Aufgabe 1
Schreib die Auflistung bitte als CSV mit den zwei Spalten Anfrage und Antwort um, von ihrem Anfang bis einschließlich der Zeile mit "983, 351, 1150, 573". Jede Anfrage bekommt eine Zeile, beide Felder stehen in Anführungszeichen, und Zeilenumbrüche werden zu Leerzeichen.

Textauszug
"""
Predigt zum Dritten Advent 
am 17. Dezember 2000 
Lesungen: Zef. 3, 14 - 17 und Phil. 4, 4 - 7; Evangelium: Lk. 3, 10 - 18 
Autor: P.Heribert Graab S.J.
 Ein merkwürdiger Sonntag: 
 Auf der einen Seite trägt er seit alters her 
 den frohstimmenden Namen „Gaudete" - Freuet Euch! 
 „Jauchzt und jubelt" heißt es in der Prophetenlesung, 
 denn Gott selbst freut sich und jubelt über euch: 
 Sein Strafurteil ist annuliert, 
 Er selbst ist in eurer Mitte! 
 Und auch Paulus stimmt in diese Freude mit ein: 
 Gleich zweimal ruft er uns zu: 
 „Freut euch im Herrn zu jeder Zeit! 
 Ja, noch einmal sage ich: Freut euch!" 

 Und auf der anderen Seite werden wir im Evangelium 
 noch einmal mit dem Bußprediger Johannes konfrontiert, 
 der die dunklen Farben vorzieht, 
 und von dem - jedenfalls auf den ersten Blick - 
 wahrhaftig keine Freude ausgeht. 

 Selbst die liturgische Farbe dieses Sonntags 
 weiß nicht so recht, was von diesem Zwiespalt zu halten ist: 
 Sie steht irgendwo dazwischen - 
 zwischen dem dunklen Violett der Buße, der Umkehr und der Erwartung 
 und einer Farbe der Freude, 
 die eigentlich viel leuchtender sein müßte. 

 Nun ist uns in dieser Zeit sicherlich nicht nach Jubel, Trubel, Heiterkeit zumute, 
 auch wenn der vorweihnachtliche Rummel uns darauf einstimmen möchte. 
 Vielleicht macht uns diese Glitzerwelt des Konsums 
 manchmal sogar Spaß. 
 Und selbstverständlich verachten wir auch nicht  
 ein Glas Glühwein auf dem Weihnachtsmarkt.  
 Aber all das bleibt doch reichlich an der Oberfläche. 
 Schon wenn wir morgens die Zeitung aufschlagen, 
 entdecken wir kaum einen Grund zur Freude. 
 Eigentlich sollten unsere Zeitungen auf violettem Papier gedruckt werden. 
 Jedenfalls würde diese Bußfarbe sehr gut passen 
 zu all dem, was da berichtet wird: 
 - über Haß, Gewalt und Bürgerkrieg ausgerechnet im „Heiligen Land", 
 - über den Demokratiezirkus in den Vereinigten Staaten, 
 - Menschenrechtsverletzungen überall auf der Welt und auch in deutschen Abschiebeknästen, 
 - über die immer größer werdende Kluft zwischen arm und reich, 
 - über die erschreckende Zunahme von Kinder- und Jugendkriminalität hier in Göttingen,  
 - über zerbrechende Ehen und Familien, die nur noch berichtenswert sind, 
 wenn ein Medienstar betroffen ist. 

 Johannes hätte für eine Bußpredigt in den dunkelsten Tönen 
 Anknüpfungspunkte genug.
"""
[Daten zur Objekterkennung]
"""
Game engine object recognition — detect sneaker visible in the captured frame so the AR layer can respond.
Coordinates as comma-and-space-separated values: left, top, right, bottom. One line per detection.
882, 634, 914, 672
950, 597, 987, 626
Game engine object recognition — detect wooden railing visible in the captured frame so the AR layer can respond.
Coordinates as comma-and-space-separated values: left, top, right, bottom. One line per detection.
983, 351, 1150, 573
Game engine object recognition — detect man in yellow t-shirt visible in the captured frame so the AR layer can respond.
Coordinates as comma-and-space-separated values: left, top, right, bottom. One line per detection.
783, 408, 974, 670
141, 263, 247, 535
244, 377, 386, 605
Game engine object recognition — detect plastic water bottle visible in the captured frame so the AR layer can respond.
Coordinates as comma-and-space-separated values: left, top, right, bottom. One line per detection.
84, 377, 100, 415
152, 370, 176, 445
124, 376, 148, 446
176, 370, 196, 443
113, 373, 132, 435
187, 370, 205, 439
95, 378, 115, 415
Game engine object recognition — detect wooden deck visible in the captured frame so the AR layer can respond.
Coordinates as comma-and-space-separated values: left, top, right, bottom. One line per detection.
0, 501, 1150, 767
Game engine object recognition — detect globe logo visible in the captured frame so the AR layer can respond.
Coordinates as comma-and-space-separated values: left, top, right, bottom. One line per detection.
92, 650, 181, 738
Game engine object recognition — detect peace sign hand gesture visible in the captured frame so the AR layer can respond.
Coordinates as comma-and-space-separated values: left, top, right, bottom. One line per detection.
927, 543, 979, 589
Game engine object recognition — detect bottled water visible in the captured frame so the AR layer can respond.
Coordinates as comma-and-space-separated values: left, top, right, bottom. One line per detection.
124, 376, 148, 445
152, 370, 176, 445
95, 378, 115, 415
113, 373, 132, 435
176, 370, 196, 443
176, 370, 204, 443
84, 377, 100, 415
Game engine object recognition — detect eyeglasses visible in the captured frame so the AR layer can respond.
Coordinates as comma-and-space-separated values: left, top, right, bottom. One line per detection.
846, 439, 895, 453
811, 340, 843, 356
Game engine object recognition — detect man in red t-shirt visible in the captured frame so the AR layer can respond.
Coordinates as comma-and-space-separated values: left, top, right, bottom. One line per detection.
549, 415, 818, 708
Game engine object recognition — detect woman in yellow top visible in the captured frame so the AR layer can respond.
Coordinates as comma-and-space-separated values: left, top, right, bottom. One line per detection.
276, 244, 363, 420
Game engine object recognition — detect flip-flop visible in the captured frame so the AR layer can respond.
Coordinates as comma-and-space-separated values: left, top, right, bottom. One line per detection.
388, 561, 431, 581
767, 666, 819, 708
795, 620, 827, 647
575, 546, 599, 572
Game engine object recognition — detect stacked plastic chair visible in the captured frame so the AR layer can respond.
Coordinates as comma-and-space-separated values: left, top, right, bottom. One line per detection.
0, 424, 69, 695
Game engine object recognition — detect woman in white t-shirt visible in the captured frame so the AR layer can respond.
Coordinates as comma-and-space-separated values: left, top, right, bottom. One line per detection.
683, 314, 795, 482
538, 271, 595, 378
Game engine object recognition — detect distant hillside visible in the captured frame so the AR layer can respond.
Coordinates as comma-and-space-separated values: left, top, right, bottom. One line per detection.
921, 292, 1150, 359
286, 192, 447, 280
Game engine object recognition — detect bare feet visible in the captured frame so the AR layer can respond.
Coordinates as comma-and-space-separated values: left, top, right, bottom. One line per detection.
"""
Aufgabe 2
Gib bitte den Abschnitt der Predigt wieder, der bei den Worten "Jedenfalls würde diese" beginnt und nach "Medienstar betroffen ist." endet. Ersetze darin "Göttingen" durch "Hannover".

Richtige Lösung 1
Anfrage,Antwort
"Game engine object recognition — detect sneaker visible in the captured frame so the AR layer can respond. Coordinates as comma-and-space-separated values: left, top, right, bottom. One line per detection.","882, 634, 914, 672 950, 597, 987, 626"
"Game engine object recognition — detect wooden railing visible in the captured frame so the AR layer can respond. Coordinates as comma-and-space-separated values: left, top, right, bottom. One line per detection.","983, 351, 1150, 573"

Richtige Lösung 2
Jedenfalls würde diese Bußfarbe sehr gut passen 
 zu all dem, was da berichtet wird: 
 - über Haß, Gewalt und Bürgerkrieg ausgerechnet im „Heiligen Land", 
 - über den Demokratiezirkus in den Vereinigten Staaten, 
 - Menschenrechtsverletzungen überall auf der Welt und auch in deutschen Abschiebeknästen, 
 - über die immer größer werdende Kluft zwischen arm und reich, 
 - über die erschreckende Zunahme von Kinder- und Jugendkriminalität hier in Hannover,  
 - über zerbrechende Ehen und Familien, die nur noch berichtenswert sind, 
 wenn ein Medienstar betroffen ist.